Transcribe the records verbatim, images excluded.

SUPPLIED ENTRIES below:

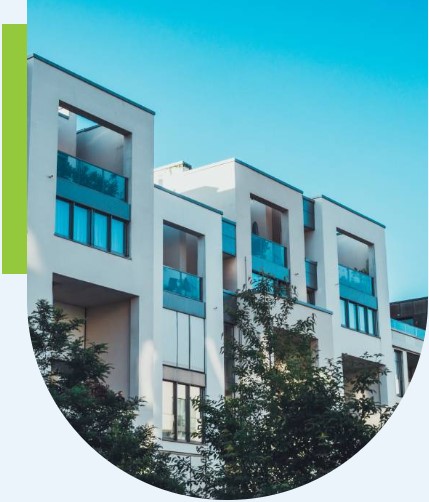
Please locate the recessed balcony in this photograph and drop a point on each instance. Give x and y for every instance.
(357, 286)
(408, 329)
(183, 292)
(88, 175)
(269, 258)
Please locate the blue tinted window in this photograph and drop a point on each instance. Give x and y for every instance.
(117, 236)
(80, 225)
(62, 218)
(100, 231)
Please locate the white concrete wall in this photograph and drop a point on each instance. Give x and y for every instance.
(330, 217)
(48, 254)
(206, 223)
(111, 324)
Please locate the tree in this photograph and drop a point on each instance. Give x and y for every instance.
(287, 420)
(76, 378)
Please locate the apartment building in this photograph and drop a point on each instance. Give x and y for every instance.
(150, 257)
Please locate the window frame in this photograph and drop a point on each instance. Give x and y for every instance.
(367, 312)
(90, 228)
(188, 404)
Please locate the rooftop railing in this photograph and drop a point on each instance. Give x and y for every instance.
(408, 329)
(91, 176)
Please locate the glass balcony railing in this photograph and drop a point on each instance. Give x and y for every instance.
(182, 283)
(356, 280)
(408, 329)
(311, 274)
(86, 174)
(268, 250)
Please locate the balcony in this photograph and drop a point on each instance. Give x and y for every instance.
(311, 274)
(183, 292)
(182, 283)
(269, 258)
(228, 237)
(90, 176)
(408, 329)
(357, 287)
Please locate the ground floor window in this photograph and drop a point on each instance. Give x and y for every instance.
(88, 226)
(180, 418)
(358, 317)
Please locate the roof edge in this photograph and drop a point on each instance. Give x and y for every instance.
(339, 204)
(188, 199)
(90, 82)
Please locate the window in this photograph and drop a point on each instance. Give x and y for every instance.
(62, 218)
(87, 226)
(358, 317)
(80, 224)
(399, 373)
(179, 417)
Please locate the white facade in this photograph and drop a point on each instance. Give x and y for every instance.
(147, 266)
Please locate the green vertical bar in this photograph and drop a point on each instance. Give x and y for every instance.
(14, 149)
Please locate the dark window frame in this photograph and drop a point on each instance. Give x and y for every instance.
(90, 228)
(188, 438)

End of SUPPLIED ENTRIES.

* [YOUR SOLUTION]:
Please locate the recessed balcony in this photograph and drop a point on each instance. Give x and y for every instance.
(357, 286)
(408, 329)
(183, 292)
(88, 175)
(269, 258)
Please locate the blue tinted window in this photograph and drop a point on each instance. Give x and y for every instance.
(117, 236)
(80, 225)
(62, 218)
(100, 231)
Please locate the white concrete wall in this photograph and drop a point on each instance. Give x and y for every instance.
(330, 217)
(48, 254)
(206, 223)
(111, 324)
Please locate the tree in this photograph and drop a point on each instance. Give x and y for every instance.
(287, 420)
(76, 378)
Please locate the apartment building in this photograph and drop a point on each instance. Give x and y for every instance.
(150, 257)
Please locate the window frame in this photograph and drop a point on each instance. Give x and y for every instance.
(367, 312)
(90, 228)
(188, 404)
Please locate the rooftop railing in this photograph and drop a point on each instance. Give x and y for every instance.
(408, 329)
(91, 176)
Please locate the glass balcony railing in this photograph and drop a point on each instance. Give x and y for every instance.
(182, 283)
(356, 280)
(408, 329)
(311, 274)
(86, 174)
(268, 250)
Please locate the balcony in this photograph and drop a point on each instance. Give x and y for every instance.
(311, 274)
(183, 292)
(182, 283)
(269, 258)
(228, 237)
(90, 176)
(408, 329)
(357, 287)
Please locate the ground floor window in this photograph and drop a point on each instance. Give x and y for every instance.
(88, 226)
(180, 418)
(358, 317)
Please locate the roof edge in this photograph and drop a point on each instance. Give x and y for every instance.
(339, 204)
(188, 199)
(90, 82)
Please locate the window in this photograph and drop a point on each instance. Give x and y for every instance.
(62, 218)
(87, 226)
(358, 317)
(80, 224)
(399, 373)
(179, 417)
Please locate the white facade in this photograph and drop a point on each instance. Give x and y for every instance.
(147, 266)
Please locate the green vertical bar in this photograph and drop a point on each instance. Give x and y for every instance.
(14, 149)
Please locate the dark window frame in this photograph and drop a point on each instance. Give x and y for every instance.
(90, 228)
(188, 438)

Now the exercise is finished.